Task statement:
Recast the data below as a numbered list, starting at its very first line and ending at the line that contains "left=129, top=83, right=336, bottom=254", with both of those lines included. Leave out any blank lines.
-- BEGIN Records for the exercise --
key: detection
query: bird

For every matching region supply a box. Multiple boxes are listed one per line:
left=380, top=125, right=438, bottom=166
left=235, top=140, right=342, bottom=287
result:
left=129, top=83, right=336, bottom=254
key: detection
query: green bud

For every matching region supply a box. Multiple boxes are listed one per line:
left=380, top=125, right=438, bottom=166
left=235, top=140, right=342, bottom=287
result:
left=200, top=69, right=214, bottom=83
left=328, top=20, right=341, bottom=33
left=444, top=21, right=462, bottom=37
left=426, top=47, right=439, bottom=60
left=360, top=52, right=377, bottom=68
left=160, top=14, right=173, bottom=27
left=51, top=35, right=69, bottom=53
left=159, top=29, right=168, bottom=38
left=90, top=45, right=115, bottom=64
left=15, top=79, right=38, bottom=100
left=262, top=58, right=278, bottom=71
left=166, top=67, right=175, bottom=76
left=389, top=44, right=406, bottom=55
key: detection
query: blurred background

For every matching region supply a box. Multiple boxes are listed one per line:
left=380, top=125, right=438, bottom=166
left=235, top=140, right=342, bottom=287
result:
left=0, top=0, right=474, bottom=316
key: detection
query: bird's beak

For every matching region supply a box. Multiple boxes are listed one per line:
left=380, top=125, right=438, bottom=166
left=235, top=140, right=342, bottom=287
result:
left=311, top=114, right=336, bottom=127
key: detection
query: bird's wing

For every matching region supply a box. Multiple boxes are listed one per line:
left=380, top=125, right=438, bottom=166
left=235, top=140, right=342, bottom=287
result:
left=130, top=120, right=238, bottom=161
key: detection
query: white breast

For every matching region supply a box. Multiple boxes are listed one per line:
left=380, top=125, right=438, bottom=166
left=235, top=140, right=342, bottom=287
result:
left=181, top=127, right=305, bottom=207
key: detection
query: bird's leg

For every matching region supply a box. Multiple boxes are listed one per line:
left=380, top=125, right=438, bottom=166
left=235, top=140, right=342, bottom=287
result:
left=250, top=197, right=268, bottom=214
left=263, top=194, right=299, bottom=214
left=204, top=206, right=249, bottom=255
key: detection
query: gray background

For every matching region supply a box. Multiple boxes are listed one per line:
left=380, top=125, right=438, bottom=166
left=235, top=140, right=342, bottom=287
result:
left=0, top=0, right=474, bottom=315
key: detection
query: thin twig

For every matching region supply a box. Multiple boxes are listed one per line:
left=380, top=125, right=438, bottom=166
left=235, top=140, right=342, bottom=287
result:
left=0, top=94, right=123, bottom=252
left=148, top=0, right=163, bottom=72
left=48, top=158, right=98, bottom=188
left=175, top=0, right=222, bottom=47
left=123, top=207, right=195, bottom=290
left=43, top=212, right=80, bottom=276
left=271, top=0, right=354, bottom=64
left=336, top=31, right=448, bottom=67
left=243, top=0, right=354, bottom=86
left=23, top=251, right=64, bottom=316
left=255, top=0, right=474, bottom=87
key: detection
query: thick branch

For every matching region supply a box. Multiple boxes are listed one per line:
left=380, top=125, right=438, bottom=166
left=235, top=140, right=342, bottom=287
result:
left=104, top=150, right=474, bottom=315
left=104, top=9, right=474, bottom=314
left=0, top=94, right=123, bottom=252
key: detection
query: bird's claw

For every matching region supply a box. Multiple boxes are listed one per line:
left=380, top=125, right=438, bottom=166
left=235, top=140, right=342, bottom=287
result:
-- END Records for the exercise --
The answer:
1. key: detection
2. query: bird
3. For every matching region supply a box. Multiple boxes are listed one per line:
4. left=380, top=125, right=438, bottom=166
5. left=235, top=140, right=342, bottom=287
6. result:
7. left=129, top=83, right=336, bottom=254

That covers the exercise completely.